State Rep. LaShawn Ford (D-8th) pleaded guilty Monday morning in federal court to a misdemeanor charge of misreporting his federal taxes in 2007, which resulted in him underpaying those taxes by $3,782. 

But that plea was a far cry from the 17 felony bank fraud charges that he had faced until Monday. In a stunning turn, federal prosecutors dropped all of those 17 charges against Ford, who represents all of North Riverside and a portion of northern Brookfield.

After Monday's court appearance, Ford's attorney, Thomas Durkin praised Ford for having "the courage of his convictions" and his willingness to go to trial on the charges. 

Ford had faced up to 30 years in prison on each of the 17 counts of the bank fraud brought by the U.S. Attorney's office in November 2012.

Durkin also praised recently appointed U.S. Attorney Zachary Fardon for his willingness to come to a resolution of the charges against Ford.

Ford will be sentenced Nov. 7 by Judge Rebecca Pallmeyer, who told Ford at the court hearing that federal sentencing guidelines call for a sentence of up to one year in prison. Fines could also reach $100,000. 

And while Pallmeyer is not bound by the plea agreement negotiated by the U.S. Attorney and Ford, that document suggests that Ford is unlikely to be sentenced to prison. Owing to the small amount of unpaid taxes and Ford's otherwise clear criminal history, federal prosecutors stated in the agreement that after sentence is passed they will dismiss the indictment.

The outcome also allows Ford to continue in the state legislature as well as maintain his real estate and insurance licenses. Ford was first elected to the state legislature in 2007.

The basis for the misdemeanor charge traces to Ford's work rehabbing and reselling homes on Chicago's West Side as part of his real estate business. The specific charge involves the rehab of a single-family home at 5700 W. Erie St. in the Austin neighborhood of Chicago.

****************************************

> [Work to do]:
• A. Revise the article on LaShawn Ford's plea, everything from "But that plea" down to "of northern Brookfield.", so that "stunning" reads "surprising".
• B. Carry the article on LaShawn Ford's plea forward from its final sentence.

> [Source excerpt]:
****************************************

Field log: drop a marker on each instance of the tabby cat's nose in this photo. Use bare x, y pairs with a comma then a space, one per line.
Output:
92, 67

****************************************

> [Outputs by task]:
• A.
But that plea was a far cry from the 17 felony bank fraud charges that he had faced until Monday. In a surprising turn, federal prosecutors dropped all of those 17 charges against Ford, who represents all of North Riverside and a portion of northern Brookfield.

• B.
Prosecutors alleged that on his 2007 income tax return Ford overstated the amount of money he spent to rehab the home. The tax return said Ford had invested $74,226 to rehab the house while the prosecutors set the actual figure at $51,160. That difference, prosecutors said, resulted in an underpayment of $3,782 in federal income tax.

In an interview last week with the Landmark's sister paper, Wednesday Journal, Ford acknowledged not paying close enough attention to the bookkeeping for his many rehab projects. But he said he had faith in his accountant and now has learned that the ultimate responsibility is with the person signing his name to any documents.

Ford, 42, was indicted by the U.S. Attorney in November 2012. The 17 charges — eight for bank fraud and nine for submitting false information to the now defunct Shore Bank — all stemmed from real estate rehab work that Ford had done on his native West Side. 

The feds alleged that Ford had submitted false information to the bank in order to extend and increase a line of credit at the bank. Other charges alleged that Ford had co-mingled his personal expenses with the business line of credit.

From the first day of the indictment, Ford vehemently declared he was innocent of all charges and promised to defend himself aggressively.